#### What to do
Revise the stretch from "According to state" through "hazardous air quality." in the report on California's wildfire school closures, changing "fire danger" to "wildfire risk".

The stunning count, compiled by CALmatters from school closure announcements and local press reports, was as of Thursday evening. It included 180 school districts—with combined K-12 enrollment of more than 1.1 million students—that had either canceled classes earlier this week or planned to on Friday due to hazardous air quality from smoke and/or physical damage from massive wildfires.
The impacted students represent 18 percent of the state’s total public school enrollment, or more than one in six California public school students. That doesn’t include include private schools, parochial schools, colleges or universities, many of which shut their doors as the Camp and Woolsey fires in Butte and Ventura counties spiked air quality indexes to hazardous levels at both ends of California.
Scott Roark, spokesman for the California Department of Education, called the wave of wildfire-related closures, which mounted throughout the week, “definitely one of the largest in the history of the state.”
The cancellations ranged from the tiny Butte County community of Paradise, where the Camp Fire—the deadliest in state history—has rendered an estimated 80 percent to 90 percent of students homeless, to the Spencer Valley Unified School District in eastern San Diego County, which sent 2,350 students home from school on Tuesday and kept them there all week after San Diego Gas & Electric cut power to its equipment amid red flag conditions. In Southern California, several districts in Ventura County will remain closed until after Thanksgiving break.
Many more districts, particularly in Northern California, canceled classes due to smoke that has blanketed whole counties with a thick brown fog and sent Californians scrambling for breathing masks and inhalers.
Some areas of Sacramento and the Bay Area had an Air Quality Index of more than 460 as of Thursday afternoon, well into the “hazardous” classification. For reference, several county education offices had said in guidance to local school districts that they should consider closing their schools if they have an AQI greater than 275.
Some of the state’s largest school districts, having struggled to stay open, announced that Friday classes would be canceled. Among them: San Francisco Unified, Elk Grove, Sacramento City, West Contra Costa, and Oakland school districts. In fact, in Alameda, Butte, Sutter and Contra Costa County, all schools were closed.
“We understand that closing schools places a burden on some of our families. We have given this decision careful consideration,” Vincent Matthews, San Francisco Unified’s superintendent, said in a note to parents and community members. “We’ve heard from many staff and families across the city that the indoor air quality has worsened through the week and we want to ensure our staff and students are working and learning in healthy conditions.”
The decision to cancel classes rests in California public schools with officials at the district level. Temporary closures are not unusual in communities impacted by wildfire. What is unusual this week is the scope.
According to state education officials, the prior one-day record for wildfire-related school closures was Oct. 12, 2017, when nearly 600 schools with about 260,000 students closed due to fire danger and hazardous air quality.
The one-day closures announced for Friday “are expected to exceed those numbers,” Roark said.
But it’s the cumulative impact, forcing local officials to weigh all the roles public schools play in their communities, that is most striking. For days, for example, schools in Northern California had exercised caution as smoke from the Camp Fire made its way to Greater Sacramento and the Bay Area. Several districts tried to keep students’ activities indoors and directed teachers and staff to be vigilant about keeping doors closed.
But on Thursday afternoon, as it became clear that the air quality would worsen, districts began to announce closures en masse.
Sacramento City Unified was among those that initially had planned to remain open, seeking to balance the air quality risks against the lost educational time and the needs of the many disadvantaged families in the district for free and reduced price school lunches.
Eventually, however, district officials gave in and said they were closing campuses after all on Friday, having “determined the age of our buildings and HVAC systems will make it more difficult to keep smoke out of classrooms as the air quality worsens leading into tomorrow.”
The district urged parents to keep their children indoors “as much as possible.”
“We deeply apologize to any families who will now have to find last minute child care and meal arrangements,” Sac City added in its announcement. “However, the potential health risks for tomorrow outweigh the need for our students to be in school.”
This story will be updated as it develops.

#### Given material
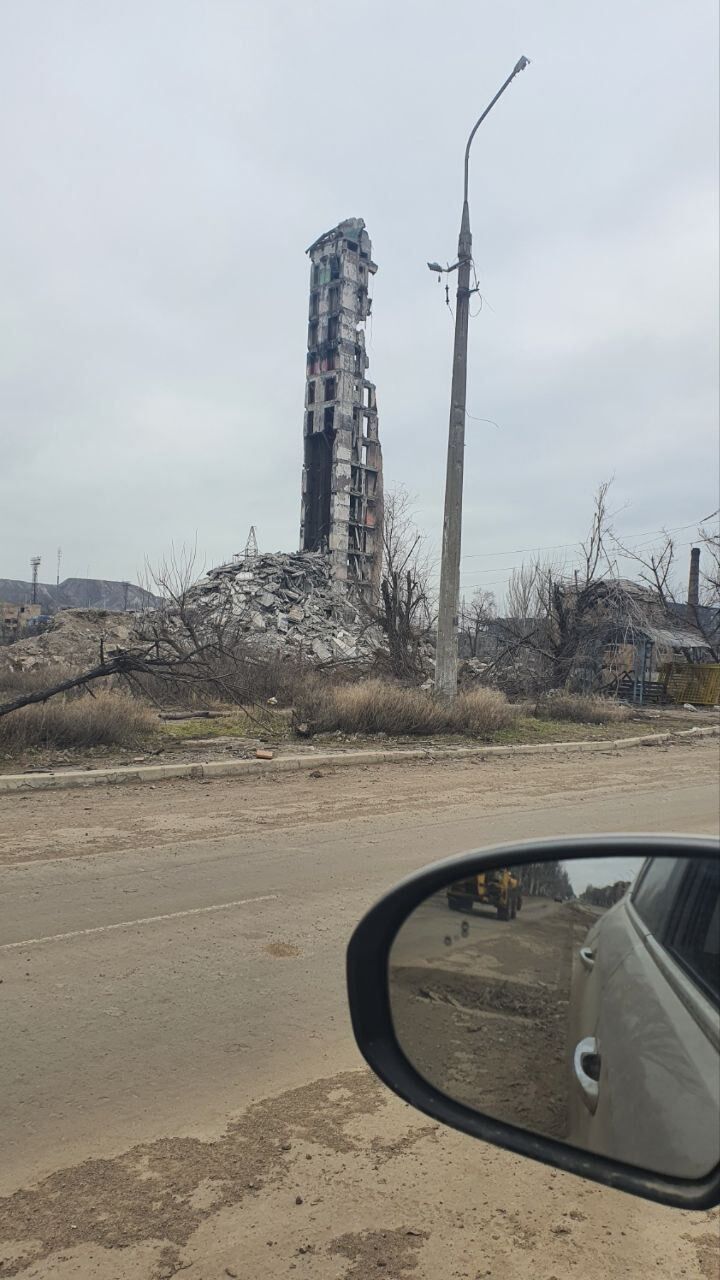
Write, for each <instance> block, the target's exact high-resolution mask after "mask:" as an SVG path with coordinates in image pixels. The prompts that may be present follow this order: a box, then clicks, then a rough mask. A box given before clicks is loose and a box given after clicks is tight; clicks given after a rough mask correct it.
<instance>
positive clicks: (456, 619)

#### Written solution
According to state education officials, the prior one-day record for wildfire-related school closures was Oct. 12, 2017, when nearly 600 schools with about 260,000 students closed due to wildfire risk and hazardous air quality.